### Problem to solve
Please reproduce the data below word for word, starting at the line that contains "The pointer SHOULD provide one marker per instance of the paved" and continuing through the last line, both ends included.

Coordinate annotation entries

● ● ●

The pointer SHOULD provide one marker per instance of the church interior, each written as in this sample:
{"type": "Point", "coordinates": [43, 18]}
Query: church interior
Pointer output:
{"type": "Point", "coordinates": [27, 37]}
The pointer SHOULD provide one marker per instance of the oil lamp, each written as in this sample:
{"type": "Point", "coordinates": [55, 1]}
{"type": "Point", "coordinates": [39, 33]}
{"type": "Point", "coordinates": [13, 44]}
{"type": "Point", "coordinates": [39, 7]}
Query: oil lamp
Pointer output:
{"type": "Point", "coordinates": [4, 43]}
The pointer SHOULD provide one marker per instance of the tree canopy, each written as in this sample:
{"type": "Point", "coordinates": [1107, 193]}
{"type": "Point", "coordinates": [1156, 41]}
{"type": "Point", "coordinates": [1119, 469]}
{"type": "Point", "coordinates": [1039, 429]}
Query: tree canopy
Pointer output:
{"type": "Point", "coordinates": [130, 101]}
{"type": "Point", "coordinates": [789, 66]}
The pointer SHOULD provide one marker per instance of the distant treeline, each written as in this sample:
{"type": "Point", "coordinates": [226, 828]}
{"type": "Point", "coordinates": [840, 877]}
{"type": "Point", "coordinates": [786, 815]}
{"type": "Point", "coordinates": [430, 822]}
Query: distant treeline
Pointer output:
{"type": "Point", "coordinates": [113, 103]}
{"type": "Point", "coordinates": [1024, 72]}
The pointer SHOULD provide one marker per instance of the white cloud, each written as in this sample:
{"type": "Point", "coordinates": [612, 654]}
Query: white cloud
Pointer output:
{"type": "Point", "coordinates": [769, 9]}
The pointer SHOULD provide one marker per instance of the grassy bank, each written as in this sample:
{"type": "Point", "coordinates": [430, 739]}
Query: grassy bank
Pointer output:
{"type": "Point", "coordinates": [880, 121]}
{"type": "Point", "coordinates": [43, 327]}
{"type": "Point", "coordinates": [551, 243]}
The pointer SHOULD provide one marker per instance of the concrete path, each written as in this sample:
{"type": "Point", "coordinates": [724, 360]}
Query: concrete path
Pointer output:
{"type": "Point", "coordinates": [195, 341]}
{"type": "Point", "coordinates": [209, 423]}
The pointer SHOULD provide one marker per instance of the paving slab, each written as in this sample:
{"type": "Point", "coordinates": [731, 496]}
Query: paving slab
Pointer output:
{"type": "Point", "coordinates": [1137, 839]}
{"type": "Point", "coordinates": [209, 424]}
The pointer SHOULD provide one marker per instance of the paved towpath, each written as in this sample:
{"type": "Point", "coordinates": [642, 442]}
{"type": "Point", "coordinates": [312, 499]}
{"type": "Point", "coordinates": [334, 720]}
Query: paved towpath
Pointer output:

● ● ●

### Solution for this task
The pointer SHOULD provide one marker per instance of the paved towpath, each written as in this sample:
{"type": "Point", "coordinates": [642, 442]}
{"type": "Point", "coordinates": [312, 499]}
{"type": "Point", "coordinates": [334, 720]}
Query: paved towpath
Pointer output:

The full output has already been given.